- Named region outline records -
========================================

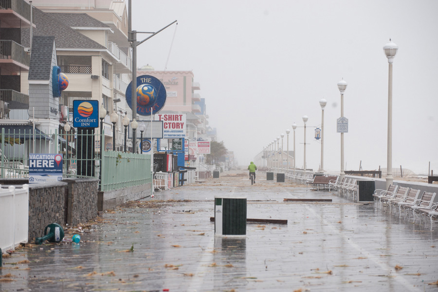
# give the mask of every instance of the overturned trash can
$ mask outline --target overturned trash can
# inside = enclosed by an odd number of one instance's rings
[[[284,173],[277,174],[277,182],[284,182]]]
[[[246,197],[215,196],[215,236],[246,234]]]
[[[266,173],[266,180],[274,180],[274,173],[267,172]]]

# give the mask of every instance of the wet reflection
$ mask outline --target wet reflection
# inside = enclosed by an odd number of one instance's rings
[[[246,286],[246,238],[215,237],[215,290],[237,290]]]

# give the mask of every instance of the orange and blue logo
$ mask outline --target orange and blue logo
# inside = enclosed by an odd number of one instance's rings
[[[77,107],[77,112],[81,117],[88,117],[93,113],[93,106],[90,102],[81,102]]]
[[[75,128],[99,127],[99,101],[73,100],[73,126]]]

========================================

- What is required -
Format the stretch of rows from the line containing "# give the mask of every instance of the orange" through the last line as a JSON list of strings. Include both ends, use one string per line, and omit any blank lines.

- Correct result -
[
  "# give the mask of every instance of the orange and blue logo",
  "$ mask outline --target orange and blue logo",
  "# inside = enclosed by an odd number of one instance's rings",
  "[[[77,107],[77,112],[81,117],[88,117],[93,113],[93,106],[90,102],[81,102]]]",
  "[[[75,128],[99,127],[99,101],[73,100],[73,126]]]"
]